*Exercise objective*
The expected answer is a bare count of the lines in the data below that contain "railing".

*Available data*

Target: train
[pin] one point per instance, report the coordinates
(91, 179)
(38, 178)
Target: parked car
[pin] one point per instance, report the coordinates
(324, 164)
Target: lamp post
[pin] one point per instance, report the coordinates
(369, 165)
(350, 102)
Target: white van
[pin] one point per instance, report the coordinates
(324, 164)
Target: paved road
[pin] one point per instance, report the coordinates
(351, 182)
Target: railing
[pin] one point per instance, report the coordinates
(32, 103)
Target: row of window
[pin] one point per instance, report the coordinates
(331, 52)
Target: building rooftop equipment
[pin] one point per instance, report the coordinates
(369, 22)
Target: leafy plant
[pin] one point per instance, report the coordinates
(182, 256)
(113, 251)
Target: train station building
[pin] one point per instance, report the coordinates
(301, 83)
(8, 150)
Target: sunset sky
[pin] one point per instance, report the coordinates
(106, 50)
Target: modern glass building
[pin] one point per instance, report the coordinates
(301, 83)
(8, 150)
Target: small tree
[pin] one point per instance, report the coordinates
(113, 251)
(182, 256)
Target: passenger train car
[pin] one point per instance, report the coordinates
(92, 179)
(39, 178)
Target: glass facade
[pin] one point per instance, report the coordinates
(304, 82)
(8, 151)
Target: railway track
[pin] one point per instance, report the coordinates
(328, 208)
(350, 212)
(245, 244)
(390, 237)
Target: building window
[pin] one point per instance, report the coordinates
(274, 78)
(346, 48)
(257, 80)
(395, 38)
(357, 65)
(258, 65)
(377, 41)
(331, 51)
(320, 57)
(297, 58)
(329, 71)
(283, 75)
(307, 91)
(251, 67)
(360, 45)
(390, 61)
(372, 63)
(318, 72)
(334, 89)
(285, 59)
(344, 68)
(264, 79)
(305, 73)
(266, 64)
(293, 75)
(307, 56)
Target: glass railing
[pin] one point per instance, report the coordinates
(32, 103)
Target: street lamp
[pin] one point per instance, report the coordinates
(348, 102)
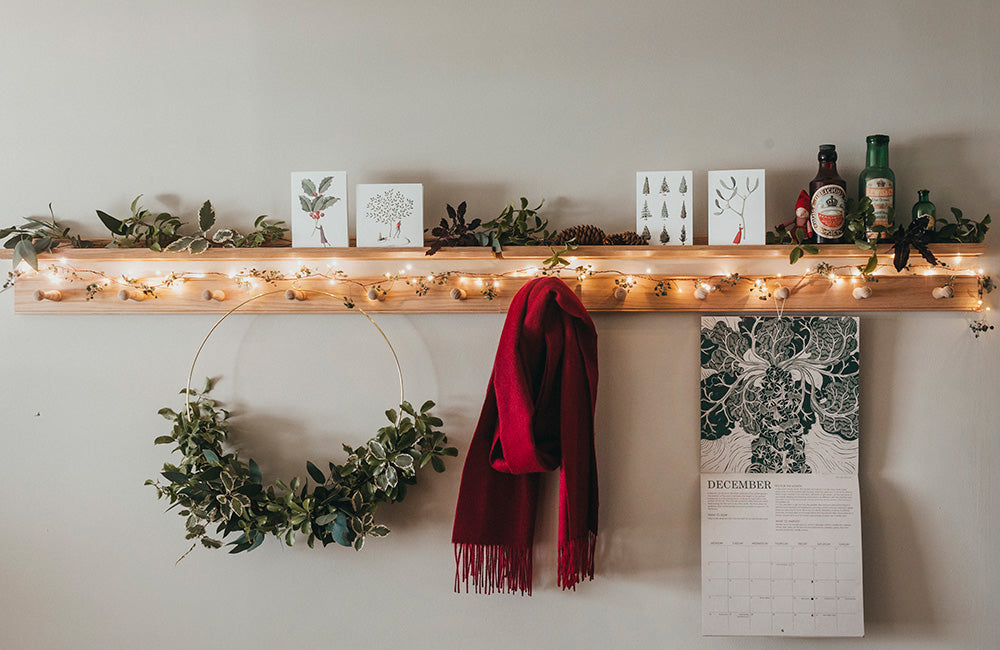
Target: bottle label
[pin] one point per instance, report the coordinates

*Task output*
2